• Exercise description
Please reproduce the full set of data below exactly.

Natural-language object grounding data
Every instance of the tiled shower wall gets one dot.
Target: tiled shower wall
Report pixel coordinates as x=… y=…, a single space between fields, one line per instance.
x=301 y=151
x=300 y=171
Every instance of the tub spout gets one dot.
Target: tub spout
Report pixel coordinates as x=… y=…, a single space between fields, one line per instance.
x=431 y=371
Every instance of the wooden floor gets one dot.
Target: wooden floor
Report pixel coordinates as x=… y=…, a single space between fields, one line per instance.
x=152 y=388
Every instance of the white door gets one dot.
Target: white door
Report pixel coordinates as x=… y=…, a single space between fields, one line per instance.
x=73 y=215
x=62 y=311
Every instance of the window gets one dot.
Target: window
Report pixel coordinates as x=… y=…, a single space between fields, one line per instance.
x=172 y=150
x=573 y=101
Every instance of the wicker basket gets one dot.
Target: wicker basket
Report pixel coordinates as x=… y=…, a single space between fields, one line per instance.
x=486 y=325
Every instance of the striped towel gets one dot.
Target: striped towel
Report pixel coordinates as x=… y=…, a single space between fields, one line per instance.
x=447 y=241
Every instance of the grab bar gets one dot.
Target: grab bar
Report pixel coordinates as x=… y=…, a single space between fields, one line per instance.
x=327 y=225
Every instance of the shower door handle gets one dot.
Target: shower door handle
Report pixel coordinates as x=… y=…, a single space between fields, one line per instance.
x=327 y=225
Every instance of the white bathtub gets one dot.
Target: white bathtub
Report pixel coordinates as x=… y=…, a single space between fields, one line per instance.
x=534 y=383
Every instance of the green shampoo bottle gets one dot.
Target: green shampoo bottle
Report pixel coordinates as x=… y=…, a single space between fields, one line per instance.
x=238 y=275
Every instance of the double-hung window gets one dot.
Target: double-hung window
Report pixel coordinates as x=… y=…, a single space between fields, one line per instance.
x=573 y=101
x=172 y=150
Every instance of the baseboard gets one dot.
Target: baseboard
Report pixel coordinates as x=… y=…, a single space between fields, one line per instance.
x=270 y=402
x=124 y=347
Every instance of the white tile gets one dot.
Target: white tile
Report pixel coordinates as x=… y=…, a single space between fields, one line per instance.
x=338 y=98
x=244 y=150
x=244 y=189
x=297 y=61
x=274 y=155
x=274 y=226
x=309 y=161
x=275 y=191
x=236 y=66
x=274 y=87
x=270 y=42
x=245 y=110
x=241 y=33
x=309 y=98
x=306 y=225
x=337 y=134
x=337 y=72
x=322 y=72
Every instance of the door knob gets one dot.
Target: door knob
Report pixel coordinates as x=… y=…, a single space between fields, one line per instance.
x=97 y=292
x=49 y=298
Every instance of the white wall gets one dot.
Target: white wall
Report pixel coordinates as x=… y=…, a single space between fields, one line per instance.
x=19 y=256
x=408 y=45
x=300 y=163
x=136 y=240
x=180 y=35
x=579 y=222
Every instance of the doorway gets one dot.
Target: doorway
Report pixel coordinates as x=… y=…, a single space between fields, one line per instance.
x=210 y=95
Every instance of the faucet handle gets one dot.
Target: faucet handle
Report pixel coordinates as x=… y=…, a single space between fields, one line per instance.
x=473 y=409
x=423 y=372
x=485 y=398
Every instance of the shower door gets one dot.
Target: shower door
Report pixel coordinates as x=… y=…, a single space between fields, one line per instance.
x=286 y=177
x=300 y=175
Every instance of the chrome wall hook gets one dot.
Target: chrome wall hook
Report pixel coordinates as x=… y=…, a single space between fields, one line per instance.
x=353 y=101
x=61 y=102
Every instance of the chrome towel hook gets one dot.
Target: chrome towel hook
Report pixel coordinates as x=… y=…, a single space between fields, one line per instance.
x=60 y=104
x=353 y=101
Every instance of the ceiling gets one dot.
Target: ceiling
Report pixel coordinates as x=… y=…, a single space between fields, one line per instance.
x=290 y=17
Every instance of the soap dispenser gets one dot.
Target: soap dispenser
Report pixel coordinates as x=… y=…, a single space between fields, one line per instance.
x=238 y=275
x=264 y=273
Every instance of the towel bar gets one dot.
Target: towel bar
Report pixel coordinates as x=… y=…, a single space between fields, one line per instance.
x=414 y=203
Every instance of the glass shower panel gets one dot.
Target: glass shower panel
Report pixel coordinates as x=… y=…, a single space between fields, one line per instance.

• Output
Every instance of the tiled shower wall gets one dot.
Target: tiled shower wall
Report pixel coordinates as x=… y=…, a single space between fields, one line per instance.
x=301 y=151
x=300 y=171
Every instance of the tub spout gets one dot.
Target: tub spout
Report pixel coordinates as x=… y=…, a single space between fields, one line per instance.
x=431 y=371
Every instance of the wooden floor gets one dot.
Target: wooden floor
Report pixel coordinates as x=… y=…, a single space between fields, one line per instance.
x=152 y=388
Every instance of the white door gets one dot.
Target: white door
Report pixel coordinates as x=… y=…, a single space between fields, one line per instance.
x=73 y=215
x=62 y=311
Every instance of the window gets one dot.
Target: window
Report pixel coordinates as x=… y=…, a single space between fields, one line per instance.
x=172 y=150
x=573 y=101
Every instance of the wicker basket gets one dot.
Target: wicker basket
Report pixel coordinates as x=… y=…, a single space between fields, one line per instance.
x=486 y=325
Every instance of the striped towel gets one dot.
Target: striped towel
Report pixel coordinates as x=… y=…, a single space between fields, one line per instance.
x=447 y=241
Every instance of the grab bar gets one dot.
Target: grab bar
Report pixel coordinates as x=… y=…, a single space between fields, one line per instance.
x=327 y=225
Every instance of the shower door handle gets one dot.
Target: shower door handle
Report pixel coordinates as x=… y=…, a single space between fields, one line per instance.
x=327 y=225
Every instance of the white bathtub gets one dot.
Target: white bathtub
Report pixel coordinates as x=… y=…, a single space between fields, one line per instance.
x=534 y=383
Every instance of the green shampoo bottle gets one dot.
Target: green shampoo bottle
Report pixel coordinates as x=… y=…, a single space between fields, one line per instance.
x=238 y=275
Every instance of the double-hung window gets one dot.
Target: double-hung window
Report pixel coordinates as x=… y=…, a single space between fields, one line per instance.
x=573 y=101
x=172 y=150
Every instance of the baseboard gets one dot.
Target: baseboard
Report pixel coordinates as x=… y=…, a single space between fields, one line per instance.
x=270 y=402
x=124 y=347
Every instance of the white tile gets one dot.
Target: white tile
Report pixel coordinates as x=… y=…, a single space between fields, one line per instance.
x=338 y=98
x=244 y=150
x=244 y=189
x=297 y=61
x=274 y=155
x=274 y=226
x=309 y=161
x=275 y=191
x=236 y=66
x=274 y=87
x=270 y=42
x=245 y=110
x=241 y=33
x=309 y=98
x=306 y=225
x=337 y=134
x=337 y=72
x=322 y=72
Every instance of the door knob gets one dot.
Target: door knob
Report pixel coordinates as x=… y=…, a single space between fields, one line per instance.
x=97 y=292
x=49 y=298
Every instance of the white wall gets one dot.
Target: white wall
Report pixel coordinates as x=… y=…, a single space between fields, one line per instance.
x=19 y=256
x=408 y=45
x=300 y=163
x=136 y=240
x=180 y=35
x=579 y=222
Every instance of the doorway gets one dot.
Target: doorway
Report pixel coordinates as x=… y=…, a single space between fields, one line per instance.
x=210 y=95
Every instance of the faucet handle gets one dot.
Target: faucet handle
Report pixel coordinates as x=… y=…, a single space between fields, one line per instance.
x=473 y=409
x=423 y=372
x=485 y=398
Every instance of the shower door gets one dot.
Target: shower door
Report pixel coordinates as x=… y=…, a single space between fields, one line per instance.
x=286 y=177
x=300 y=175
Every instance of the chrome wall hook gets one dot.
Target: chrome wall hook
Report pixel coordinates as x=… y=…, a single space between fields, one line per instance.
x=353 y=101
x=61 y=102
Every instance of the chrome towel hook gets one dot.
Target: chrome towel hook
Report pixel coordinates as x=… y=…, a single space between fields, one line per instance.
x=60 y=104
x=353 y=101
Every instance of the ceiling gets one dot.
Target: ceiling
Report pixel coordinates as x=… y=…, a single space between fields, one line per instance.
x=290 y=17
Every instance of the soap dispenser gets one dot.
Target: soap dispenser
Report pixel coordinates as x=… y=…, a single space between fields, one line per instance.
x=238 y=275
x=264 y=273
Every instance of the towel bar gets one dot.
Target: towel bar
Report pixel coordinates as x=… y=…, a single space between fields, one line per instance.
x=414 y=203
Every instance of the glass shower panel gets one dot.
Target: glass shower panel
Report pixel coordinates as x=… y=…, a single space between fields, one line per instance.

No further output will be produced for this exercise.